--- Records for this task Enclosed Below ---

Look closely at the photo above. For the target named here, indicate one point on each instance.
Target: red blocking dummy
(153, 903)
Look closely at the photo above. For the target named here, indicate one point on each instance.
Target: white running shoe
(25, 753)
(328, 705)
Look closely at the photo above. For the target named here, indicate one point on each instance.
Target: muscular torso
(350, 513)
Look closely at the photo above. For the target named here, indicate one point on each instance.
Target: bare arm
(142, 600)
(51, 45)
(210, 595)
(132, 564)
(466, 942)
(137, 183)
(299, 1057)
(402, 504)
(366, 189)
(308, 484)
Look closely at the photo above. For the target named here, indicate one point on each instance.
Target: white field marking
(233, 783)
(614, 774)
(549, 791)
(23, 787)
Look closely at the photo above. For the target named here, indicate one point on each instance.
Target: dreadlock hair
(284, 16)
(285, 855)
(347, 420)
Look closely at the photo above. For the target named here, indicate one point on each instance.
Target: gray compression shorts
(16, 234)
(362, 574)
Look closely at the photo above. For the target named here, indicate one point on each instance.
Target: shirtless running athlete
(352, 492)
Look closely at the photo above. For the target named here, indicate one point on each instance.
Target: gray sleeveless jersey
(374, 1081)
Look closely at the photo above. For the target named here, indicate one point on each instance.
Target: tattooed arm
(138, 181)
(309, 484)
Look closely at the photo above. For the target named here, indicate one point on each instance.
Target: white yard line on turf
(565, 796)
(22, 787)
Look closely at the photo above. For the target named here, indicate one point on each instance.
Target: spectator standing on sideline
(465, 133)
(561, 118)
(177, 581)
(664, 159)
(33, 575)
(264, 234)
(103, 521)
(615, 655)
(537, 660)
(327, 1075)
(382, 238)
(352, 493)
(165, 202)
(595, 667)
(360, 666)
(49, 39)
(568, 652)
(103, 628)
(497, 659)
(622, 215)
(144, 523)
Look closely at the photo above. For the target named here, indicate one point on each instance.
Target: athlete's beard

--- End of Enclosed Records for this task ---

Assigned task:
An exact reproduction of all the entries above is the expected answer.

Result for this task:
Look closely at the photo above. For the target named here, indicate one point on each instance.
Target: red blocking dummy
(153, 903)
Look closely at the photo above. For the target named here, indicate one point on each instance.
Target: white running shoe
(25, 753)
(328, 705)
Look closely at the photo above. For the target named here, indicate one point on each instance.
Target: muscular torso
(350, 513)
Look closely at the photo above. For the target named here, indicate one point on each instance.
Target: bare arm
(142, 600)
(51, 45)
(210, 595)
(132, 564)
(466, 942)
(137, 183)
(299, 1057)
(402, 504)
(366, 189)
(308, 484)
Look closely at the photo above. For the target named here, indicate one point on each instance.
Target: white field marking
(233, 783)
(614, 774)
(549, 791)
(23, 787)
Look closely at the photo above. For the target named here, indicate one point on each instance.
Target: dreadlock hair
(284, 16)
(285, 855)
(347, 420)
Look closely at the photo above. For the target named here, indicate one point on each instance.
Target: gray compression shorts
(16, 234)
(362, 574)
Look closely at the photo above. For the target named here, indicate one point on each instance.
Target: shirtless running athlete
(352, 492)
Look closely at the photo above. For the target named here, indicate one point on each instance.
Target: gray sleeveless jersey
(374, 1081)
Look closely at the photo above. For the target named here, indicate one point on each instance.
Target: tattooed arm
(138, 181)
(309, 484)
Look closely at the photo above. For the target named here, indicate one point on each instance.
Target: white yard line on turf
(565, 796)
(22, 787)
Look closely at the photo above. For the target named here, indicate one point on each instance.
Target: spectator standing on sideline
(465, 133)
(561, 118)
(177, 581)
(664, 159)
(33, 575)
(264, 234)
(103, 521)
(615, 655)
(537, 660)
(327, 1075)
(382, 238)
(352, 493)
(165, 202)
(595, 667)
(360, 666)
(49, 39)
(568, 652)
(103, 628)
(497, 659)
(622, 215)
(144, 523)
Look closely at the photo above. For the target named here, indicate one point on each instance.
Target: athlete's beard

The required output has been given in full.